Start of The data

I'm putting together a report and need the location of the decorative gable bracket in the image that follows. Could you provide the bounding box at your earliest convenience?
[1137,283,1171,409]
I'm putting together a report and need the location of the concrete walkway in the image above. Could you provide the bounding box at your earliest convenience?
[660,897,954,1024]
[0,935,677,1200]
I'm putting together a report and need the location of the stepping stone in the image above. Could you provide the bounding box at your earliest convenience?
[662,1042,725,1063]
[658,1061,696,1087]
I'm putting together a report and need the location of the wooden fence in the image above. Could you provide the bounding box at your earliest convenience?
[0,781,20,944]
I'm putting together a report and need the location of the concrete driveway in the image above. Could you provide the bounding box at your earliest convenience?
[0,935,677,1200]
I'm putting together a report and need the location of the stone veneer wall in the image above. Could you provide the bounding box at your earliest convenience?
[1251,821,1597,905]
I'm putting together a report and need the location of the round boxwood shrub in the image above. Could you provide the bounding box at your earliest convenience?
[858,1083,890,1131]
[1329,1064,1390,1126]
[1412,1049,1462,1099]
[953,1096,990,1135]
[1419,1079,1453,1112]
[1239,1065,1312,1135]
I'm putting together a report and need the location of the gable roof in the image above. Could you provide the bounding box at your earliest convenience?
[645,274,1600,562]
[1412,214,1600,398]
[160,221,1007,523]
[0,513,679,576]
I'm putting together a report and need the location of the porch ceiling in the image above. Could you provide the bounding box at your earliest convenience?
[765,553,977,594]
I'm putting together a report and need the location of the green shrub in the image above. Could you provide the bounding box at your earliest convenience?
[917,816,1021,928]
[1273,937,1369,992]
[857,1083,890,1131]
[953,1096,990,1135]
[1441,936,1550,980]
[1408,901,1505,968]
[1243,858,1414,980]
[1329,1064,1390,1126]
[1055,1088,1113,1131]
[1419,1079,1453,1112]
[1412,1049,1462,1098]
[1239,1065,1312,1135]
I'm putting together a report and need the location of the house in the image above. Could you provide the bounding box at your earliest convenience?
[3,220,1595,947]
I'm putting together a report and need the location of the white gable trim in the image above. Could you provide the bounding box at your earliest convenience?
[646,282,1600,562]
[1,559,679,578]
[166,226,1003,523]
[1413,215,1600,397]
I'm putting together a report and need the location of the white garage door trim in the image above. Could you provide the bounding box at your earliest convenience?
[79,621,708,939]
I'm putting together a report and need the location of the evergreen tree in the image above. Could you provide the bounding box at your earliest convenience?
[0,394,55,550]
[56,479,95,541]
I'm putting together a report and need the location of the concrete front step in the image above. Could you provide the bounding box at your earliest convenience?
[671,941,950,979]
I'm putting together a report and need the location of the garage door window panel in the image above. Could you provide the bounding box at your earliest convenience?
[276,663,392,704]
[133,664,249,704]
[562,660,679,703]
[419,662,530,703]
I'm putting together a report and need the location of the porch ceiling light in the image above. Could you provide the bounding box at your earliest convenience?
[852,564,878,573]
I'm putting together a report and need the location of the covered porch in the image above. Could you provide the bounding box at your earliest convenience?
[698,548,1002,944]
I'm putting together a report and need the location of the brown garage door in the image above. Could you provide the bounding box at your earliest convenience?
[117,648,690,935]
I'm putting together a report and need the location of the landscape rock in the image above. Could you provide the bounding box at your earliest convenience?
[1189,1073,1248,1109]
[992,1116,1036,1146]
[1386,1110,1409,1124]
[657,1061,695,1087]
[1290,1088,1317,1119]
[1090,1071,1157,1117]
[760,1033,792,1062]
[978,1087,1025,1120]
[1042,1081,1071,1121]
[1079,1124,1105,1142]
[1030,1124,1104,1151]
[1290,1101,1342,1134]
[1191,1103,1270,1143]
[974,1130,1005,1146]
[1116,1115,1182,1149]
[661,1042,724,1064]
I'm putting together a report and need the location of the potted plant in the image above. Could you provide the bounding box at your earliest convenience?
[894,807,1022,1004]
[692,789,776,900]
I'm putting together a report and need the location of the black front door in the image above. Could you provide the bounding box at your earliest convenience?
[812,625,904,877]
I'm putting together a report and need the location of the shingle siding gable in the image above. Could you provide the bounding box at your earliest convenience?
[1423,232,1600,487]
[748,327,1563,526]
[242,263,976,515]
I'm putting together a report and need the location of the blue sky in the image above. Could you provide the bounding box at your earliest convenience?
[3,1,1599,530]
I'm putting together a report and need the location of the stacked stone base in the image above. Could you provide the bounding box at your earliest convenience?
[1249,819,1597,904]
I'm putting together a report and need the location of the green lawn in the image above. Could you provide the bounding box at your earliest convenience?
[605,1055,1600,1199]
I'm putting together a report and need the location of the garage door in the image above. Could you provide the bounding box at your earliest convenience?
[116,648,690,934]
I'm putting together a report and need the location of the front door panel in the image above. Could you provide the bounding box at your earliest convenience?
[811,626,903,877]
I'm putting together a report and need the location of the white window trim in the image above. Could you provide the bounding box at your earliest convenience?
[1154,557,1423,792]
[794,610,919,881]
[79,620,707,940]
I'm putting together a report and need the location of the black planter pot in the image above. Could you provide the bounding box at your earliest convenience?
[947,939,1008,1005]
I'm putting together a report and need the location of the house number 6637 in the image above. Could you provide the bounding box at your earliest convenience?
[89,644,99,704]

End of The data

Transcribe each of the records above exactly.

Response area:
I'm putting together a report and need the location of the decorative gable bracket in the image that follows. Could you provide the bounding box at your earliest convenience?
[1137,283,1171,409]
I'm putting together a report and need the location of the concrete walkway in the image above. Could you provide the bounding box at your earliest convenience?
[660,897,954,1024]
[0,935,677,1200]
I'm putting together a report and need the location of the stepping stone in the image above. Could you provide the bounding box at your earliest convenience?
[662,1042,725,1063]
[658,1061,696,1087]
I'm putting together a report and need the location of the wooden fence in the image above. Could you provide the bounding box at your earliest convenience?
[0,781,20,944]
I'm putting together a report and need the location of the concrete driveway in the image above. Could you provide the bounding box at your earliest convenience?
[0,935,677,1200]
I'm putting together a report and need the location of the stone veneer wall in the image above. Could you provide the bounding box at your earliest convenience?
[1251,821,1597,905]
I'm putting together a report and need the location of the round boxwood shrub in the image above. Could you provide the bounding box at your earliest convenience?
[858,1083,890,1131]
[1329,1064,1390,1126]
[1412,1049,1462,1099]
[953,1096,990,1135]
[1419,1079,1453,1112]
[1239,1065,1312,1135]
I'm putting together a report and need the location of the gable roof in the image above. Could you provide the bounding box at your earliest convenience?
[645,274,1600,562]
[1412,214,1600,398]
[160,221,1007,523]
[0,513,679,576]
I'm putting together a report and need the location of the porch ceiling in the image above. Could you provide the bounding box at your earliest convenience?
[765,553,977,594]
I'm putting together a report and need the location of the green shrub in the image above. Could you provide the bounding box at your earliest convenience?
[917,816,1021,928]
[1273,937,1369,992]
[857,1083,890,1131]
[953,1096,990,1135]
[1441,936,1550,980]
[1408,901,1505,968]
[1243,858,1414,980]
[1329,1064,1390,1126]
[1055,1088,1113,1131]
[1419,1079,1453,1112]
[1412,1049,1462,1098]
[1239,1065,1312,1135]
I'm putting together a report and need the location of the house in the image above. Could you provide the bounding box at your earliest convenience?
[3,220,1595,947]
I'm putting together a report and need the location of the white gable trim in the image above. Could you provide the bounding box at your earliest convenience?
[646,282,1600,562]
[1,559,679,578]
[166,226,1003,523]
[1413,215,1600,397]
I'm putting together a report and need the location of the white garage door trim in the image above. Could you provide the bounding box at your earliest convenience?
[79,621,708,939]
I'm putting together a report and need the location of the evergreen tree in the image above. Could you provide the bounding box at your earliest convenience?
[0,394,55,550]
[56,479,95,541]
I'm putting together a report and need the location of the concrete front step in the image above. Could you provide the bounding box at your earliest convenience?
[671,941,950,979]
I'm putting together a report and need the location of the garage door window panel in the image above. Could you provide the bounding box at your earliest convenience?
[276,663,392,704]
[133,664,249,704]
[562,660,679,703]
[419,662,530,703]
I'm putting together a report and need the location of the porch ceiling light in the image above. Could you provide the bounding box at your earliest convenience?
[852,564,878,573]
I'm putting together a report and need the location of the covered porch in the image above. Could you provide the bounding box at your earliest convenience?
[698,548,1002,944]
I'm putting together a report and need the location of the brown garage door in the image above. Could you provide the bounding box at your earliest convenience?
[117,648,690,935]
I'm putting together a report and need the location of the landscape rock in the image above. Could you provide the bounding box at your earliest convenience?
[1189,1073,1248,1109]
[992,1116,1036,1146]
[1386,1110,1409,1124]
[657,1061,695,1087]
[1290,1088,1317,1119]
[1090,1071,1157,1117]
[760,1033,792,1062]
[978,1087,1025,1120]
[1042,1081,1071,1121]
[1079,1124,1105,1142]
[1030,1124,1104,1151]
[1290,1101,1342,1134]
[1191,1103,1270,1143]
[974,1130,1005,1146]
[1116,1115,1182,1149]
[661,1042,724,1064]
I'm putting together a report and need the location of the potted plant in the image above. Could you provide the bounding box at your earliest convenience?
[894,807,1022,1004]
[692,789,776,900]
I'm putting together a report and need the location of the black front door in the image above. Could you provide the bounding box at your earliest convenience?
[812,625,904,877]
I'm putting together a report and need the location of the shingle siding gable in the image above. Could you provide the bounding box at your earliest convenience?
[1423,232,1600,487]
[748,327,1563,526]
[242,263,976,515]
I'm putting together a report and need the location of the blue sky in the image above. Could you provide the bounding box at your earliest convenience?
[3,1,1599,530]
I'm putting together a report and need the location of the stacked stone base in the image above. Could you provide the bounding box at your earliest convenience?
[1249,819,1597,904]
I'm putting together a report and need the location of the green lawn in the image above. Could you provide the bounding box at your earliest convenience?
[605,1055,1600,1199]
I'm putting together a report and need the location of the garage door in the image above. Could you provide the bounding box at your earliest convenience?
[116,648,690,934]
I'm putting together a report and need the location of the front door panel in the image above. Could you provide the bounding box at your earliest convenience?
[811,626,903,877]
I'm putting together a report and need the location of the white window trim in the image above. Could you provide the bounding box at your earliest convenience?
[1154,557,1423,792]
[794,610,919,881]
[79,620,707,940]
I'm putting together a report and need the location of the black planter pot in the image above. Could you provide the bounding box at your earliest convenience?
[947,939,1008,1005]
I'm putting together a report and need the location of the house number 6637 in the image above. Could you provide the bounding box at your earliest convenience?
[89,644,99,704]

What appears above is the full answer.